DATASET RECORDS:
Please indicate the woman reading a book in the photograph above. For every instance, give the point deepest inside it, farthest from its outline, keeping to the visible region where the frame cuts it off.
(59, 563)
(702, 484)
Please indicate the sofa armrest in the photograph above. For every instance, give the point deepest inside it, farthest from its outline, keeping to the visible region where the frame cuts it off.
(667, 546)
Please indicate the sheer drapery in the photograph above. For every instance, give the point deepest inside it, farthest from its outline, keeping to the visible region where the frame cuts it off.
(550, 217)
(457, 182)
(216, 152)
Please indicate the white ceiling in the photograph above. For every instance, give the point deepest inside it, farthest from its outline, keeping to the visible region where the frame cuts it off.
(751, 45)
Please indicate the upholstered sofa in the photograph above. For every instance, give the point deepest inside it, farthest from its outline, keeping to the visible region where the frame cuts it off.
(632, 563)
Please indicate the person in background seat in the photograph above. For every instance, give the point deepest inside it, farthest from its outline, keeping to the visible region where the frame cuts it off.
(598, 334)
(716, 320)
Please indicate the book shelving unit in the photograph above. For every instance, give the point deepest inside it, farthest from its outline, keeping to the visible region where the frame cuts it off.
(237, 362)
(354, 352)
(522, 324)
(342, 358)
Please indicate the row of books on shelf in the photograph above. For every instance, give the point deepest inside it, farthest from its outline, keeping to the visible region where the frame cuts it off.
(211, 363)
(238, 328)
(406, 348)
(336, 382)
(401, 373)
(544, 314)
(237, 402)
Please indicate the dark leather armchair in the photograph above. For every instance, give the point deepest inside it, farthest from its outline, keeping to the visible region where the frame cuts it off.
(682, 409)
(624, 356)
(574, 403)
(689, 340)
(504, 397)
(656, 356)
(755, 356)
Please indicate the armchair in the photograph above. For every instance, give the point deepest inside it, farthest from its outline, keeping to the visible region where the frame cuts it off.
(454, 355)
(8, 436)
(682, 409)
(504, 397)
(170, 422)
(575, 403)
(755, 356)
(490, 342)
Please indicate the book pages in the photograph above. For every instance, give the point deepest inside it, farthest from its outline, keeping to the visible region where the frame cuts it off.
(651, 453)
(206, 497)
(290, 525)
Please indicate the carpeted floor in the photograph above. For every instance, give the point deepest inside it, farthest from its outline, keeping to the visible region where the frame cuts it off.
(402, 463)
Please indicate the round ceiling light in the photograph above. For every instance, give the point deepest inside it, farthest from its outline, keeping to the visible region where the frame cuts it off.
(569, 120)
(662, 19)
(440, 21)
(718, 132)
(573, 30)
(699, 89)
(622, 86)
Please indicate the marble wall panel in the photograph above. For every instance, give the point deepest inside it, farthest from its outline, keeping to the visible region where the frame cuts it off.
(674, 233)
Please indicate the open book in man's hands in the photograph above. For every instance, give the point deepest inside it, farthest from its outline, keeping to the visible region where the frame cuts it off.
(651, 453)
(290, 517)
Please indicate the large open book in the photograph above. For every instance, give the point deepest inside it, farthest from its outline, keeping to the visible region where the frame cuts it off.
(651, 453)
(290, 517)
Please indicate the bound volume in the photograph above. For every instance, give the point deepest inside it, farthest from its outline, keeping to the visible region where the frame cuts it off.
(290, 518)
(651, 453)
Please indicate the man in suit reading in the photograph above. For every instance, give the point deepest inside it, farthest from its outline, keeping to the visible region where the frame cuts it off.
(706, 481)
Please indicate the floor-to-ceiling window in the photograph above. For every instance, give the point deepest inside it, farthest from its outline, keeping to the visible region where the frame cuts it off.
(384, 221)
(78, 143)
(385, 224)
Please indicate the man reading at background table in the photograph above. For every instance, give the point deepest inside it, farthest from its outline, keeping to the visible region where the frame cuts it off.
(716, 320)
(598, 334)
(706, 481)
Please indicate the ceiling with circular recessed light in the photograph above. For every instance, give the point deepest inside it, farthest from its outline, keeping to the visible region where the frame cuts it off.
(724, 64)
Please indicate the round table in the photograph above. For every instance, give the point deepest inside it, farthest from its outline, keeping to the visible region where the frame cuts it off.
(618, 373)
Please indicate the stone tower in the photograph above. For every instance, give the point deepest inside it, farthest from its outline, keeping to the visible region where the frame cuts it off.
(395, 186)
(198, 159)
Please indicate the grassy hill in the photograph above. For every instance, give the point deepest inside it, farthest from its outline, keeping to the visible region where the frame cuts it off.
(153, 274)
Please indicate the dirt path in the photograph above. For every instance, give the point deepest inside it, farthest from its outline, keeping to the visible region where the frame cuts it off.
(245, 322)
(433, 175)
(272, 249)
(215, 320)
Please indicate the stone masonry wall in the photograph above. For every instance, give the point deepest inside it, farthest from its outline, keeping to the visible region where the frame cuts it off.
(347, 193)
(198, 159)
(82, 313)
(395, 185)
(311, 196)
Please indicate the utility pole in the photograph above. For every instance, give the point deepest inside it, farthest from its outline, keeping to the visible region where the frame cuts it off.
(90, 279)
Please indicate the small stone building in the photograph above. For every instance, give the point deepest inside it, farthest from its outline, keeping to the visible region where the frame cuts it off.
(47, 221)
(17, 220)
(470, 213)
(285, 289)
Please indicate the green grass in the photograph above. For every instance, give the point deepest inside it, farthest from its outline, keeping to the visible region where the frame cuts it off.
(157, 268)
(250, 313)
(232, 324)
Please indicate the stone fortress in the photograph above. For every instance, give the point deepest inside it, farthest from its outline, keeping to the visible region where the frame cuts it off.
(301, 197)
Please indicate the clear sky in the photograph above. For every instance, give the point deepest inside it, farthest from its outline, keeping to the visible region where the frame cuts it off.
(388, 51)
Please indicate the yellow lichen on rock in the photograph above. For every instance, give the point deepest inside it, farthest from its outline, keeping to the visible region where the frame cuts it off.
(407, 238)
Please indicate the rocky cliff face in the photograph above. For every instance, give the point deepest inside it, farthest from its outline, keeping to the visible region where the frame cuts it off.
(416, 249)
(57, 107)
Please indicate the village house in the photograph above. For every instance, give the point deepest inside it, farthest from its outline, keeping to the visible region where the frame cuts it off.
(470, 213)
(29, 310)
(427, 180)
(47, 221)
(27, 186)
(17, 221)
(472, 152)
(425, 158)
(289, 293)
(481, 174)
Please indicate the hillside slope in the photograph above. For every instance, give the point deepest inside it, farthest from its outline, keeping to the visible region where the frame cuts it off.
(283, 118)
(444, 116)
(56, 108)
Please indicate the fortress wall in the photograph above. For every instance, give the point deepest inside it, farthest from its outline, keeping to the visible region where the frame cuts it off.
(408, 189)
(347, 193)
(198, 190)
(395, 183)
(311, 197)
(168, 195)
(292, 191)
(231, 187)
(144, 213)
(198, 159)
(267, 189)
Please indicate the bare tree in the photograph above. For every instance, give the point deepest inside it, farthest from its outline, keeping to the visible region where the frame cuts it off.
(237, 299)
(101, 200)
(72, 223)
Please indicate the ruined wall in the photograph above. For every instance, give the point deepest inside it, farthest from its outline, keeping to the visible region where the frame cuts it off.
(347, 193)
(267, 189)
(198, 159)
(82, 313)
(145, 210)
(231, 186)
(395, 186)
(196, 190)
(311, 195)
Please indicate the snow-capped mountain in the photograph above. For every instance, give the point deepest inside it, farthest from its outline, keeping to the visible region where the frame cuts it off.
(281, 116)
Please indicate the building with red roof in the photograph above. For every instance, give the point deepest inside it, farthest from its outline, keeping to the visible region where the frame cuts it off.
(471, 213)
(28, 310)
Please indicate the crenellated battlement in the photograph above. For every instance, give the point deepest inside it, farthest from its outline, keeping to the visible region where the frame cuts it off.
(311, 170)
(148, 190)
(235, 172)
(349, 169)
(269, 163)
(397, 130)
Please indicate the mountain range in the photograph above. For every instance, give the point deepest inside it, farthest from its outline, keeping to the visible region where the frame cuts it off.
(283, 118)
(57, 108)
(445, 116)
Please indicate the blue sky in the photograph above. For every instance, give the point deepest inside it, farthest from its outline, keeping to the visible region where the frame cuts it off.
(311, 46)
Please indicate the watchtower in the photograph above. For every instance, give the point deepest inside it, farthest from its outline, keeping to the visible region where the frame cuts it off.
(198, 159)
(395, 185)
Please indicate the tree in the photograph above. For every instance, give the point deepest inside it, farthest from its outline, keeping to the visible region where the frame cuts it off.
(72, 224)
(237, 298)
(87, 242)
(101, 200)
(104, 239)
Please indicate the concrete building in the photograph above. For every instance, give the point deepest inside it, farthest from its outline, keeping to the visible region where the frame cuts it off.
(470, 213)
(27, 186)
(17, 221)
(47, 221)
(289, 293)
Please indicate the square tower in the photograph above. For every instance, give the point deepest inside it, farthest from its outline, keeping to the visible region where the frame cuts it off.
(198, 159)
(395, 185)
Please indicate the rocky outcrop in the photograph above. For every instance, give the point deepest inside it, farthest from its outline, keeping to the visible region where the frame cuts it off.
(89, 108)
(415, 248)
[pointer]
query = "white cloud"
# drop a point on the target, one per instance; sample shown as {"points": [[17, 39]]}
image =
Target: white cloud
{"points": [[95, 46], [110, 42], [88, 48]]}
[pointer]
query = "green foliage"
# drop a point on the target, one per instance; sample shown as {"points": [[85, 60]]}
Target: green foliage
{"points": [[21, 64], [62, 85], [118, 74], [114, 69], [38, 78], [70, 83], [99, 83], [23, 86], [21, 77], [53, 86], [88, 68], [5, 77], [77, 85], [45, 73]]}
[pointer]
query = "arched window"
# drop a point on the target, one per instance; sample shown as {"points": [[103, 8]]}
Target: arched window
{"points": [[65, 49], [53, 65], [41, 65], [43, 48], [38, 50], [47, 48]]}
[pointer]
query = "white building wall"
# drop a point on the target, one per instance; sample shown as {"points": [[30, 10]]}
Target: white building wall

JOB:
Gather every line from the rows above that contains the word "white" and copy each one out in full.

RESULT FOR THIS TASK:
Please indicate the white ceiling in the photograph above. For every instance, give the point deepest inside it, farthest from its outline, keeping to the visible region where the frame cuts it off.
query = "white cloud"
Target: white cloud
query = "white building wall"
Target: white building wall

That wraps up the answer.